**WORK INSTRUCTIONS**
Reproduce the portion of the disaster planning checklist that opens with the words "Mitigation And Planning" and closes with "disaster recovery team).", swapping "brainstorm" for "list".

[TEXT EXCERPT — start]

Disaster Planning Checklist
Important! This disaster planning checklist should only be used as a starting point for your Disaster Recovery Plan. This is in no way complete; we highly recommend you engage with a professional IT firm to map out a complete Disaster Recovery Plan for your business.
Risk Assessment:
☐ Define all critical functions, systems, software, and data in your organization.
☐ Prioritize the above items in order of importance to your business (mission-critical to minor) based on which ones, if destroyed, would have the greatest negative impact on your business.
☐ Create a document that outlines your current IT infrastructure (network documentation) so another IT person or company could take over easily if your current IT person wasn’t available, or could assist in the recovery of your IT infrastructure in the event of a disaster.
☐ Determine the RTO (recovery time objective), RPO (recover point objective), and MTO (maximum tolerable outage) for every critical function and system in your business.
☐ Identify all threats that could potentially disrupt or destroy the above-mentioned data, systems, functions, etc. and the likelihood of those threats.
Mitigation And Planning Strategies:
☐ Create an IT Assets Inventory list and identify all the functions, data, hardware, and systems in your business.
☐ Identify all potential disasters and threats to these systems and functions.
☐ For each mission-critical system or function, brainstorm ways to minimize, avoid, or limit the damage done.
☐ For the most likely disasters, create a disaster recovery plan specific to what damage could be done (tornado flattens your office, city evacuation, virus attack, etc.), and identify who will be responsible for executing the plan (your disaster recovery team).
☐ Identify a recovery plan and timeline for each function, and prioritize these functions by the order in which they need to be recovered if multiple mission-critical functions were affected.
☐ Create a backup strategy for your data and systems.
☐ Create a testing and validation strategy, and schedule tests for your backups.
☐ Define your communication plan in the event of a disaster to employees, clients, vendors, and the media.
☐ Create a “break the glass” document that contains instructions on what to do if a key executive dies, is disabled, or is otherwise unavailable for a long period of time.
☐ Review your current insurance policy to make sure you have sufficient coverage to replace the assets in your organization.
☐ Define a media communication strategy (how you will communicate with the press if a disaster happens).
☐ Summarize this into a disaster recovery plan and brief the disaster recovery team on the plan.
☐ Schedule a periodic meeting to review and update the plan with your disaster recovery team.

[TEXT EXCERPT — finish]
[DATASET CONTENT — start]

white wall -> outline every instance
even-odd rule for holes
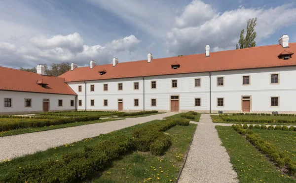
[[[12,107],[4,107],[4,99],[11,98]],[[31,107],[25,107],[25,98],[31,98]],[[25,114],[42,112],[43,99],[49,99],[49,111],[75,110],[75,95],[0,91],[0,114]],[[63,106],[58,106],[63,99]],[[74,106],[70,100],[74,100]]]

[DATASET CONTENT — finish]

**RESULT FOR THIS TASK**
Mitigation And Planning Strategies:
☐ Create an IT Assets Inventory list and identify all the functions, data, hardware, and systems in your business.
☐ Identify all potential disasters and threats to these systems and functions.
☐ For each mission-critical system or function, list ways to minimize, avoid, or limit the damage done.
☐ For the most likely disasters, create a disaster recovery plan specific to what damage could be done (tornado flattens your office, city evacuation, virus attack, etc.), and identify who will be responsible for executing the plan (your disaster recovery team).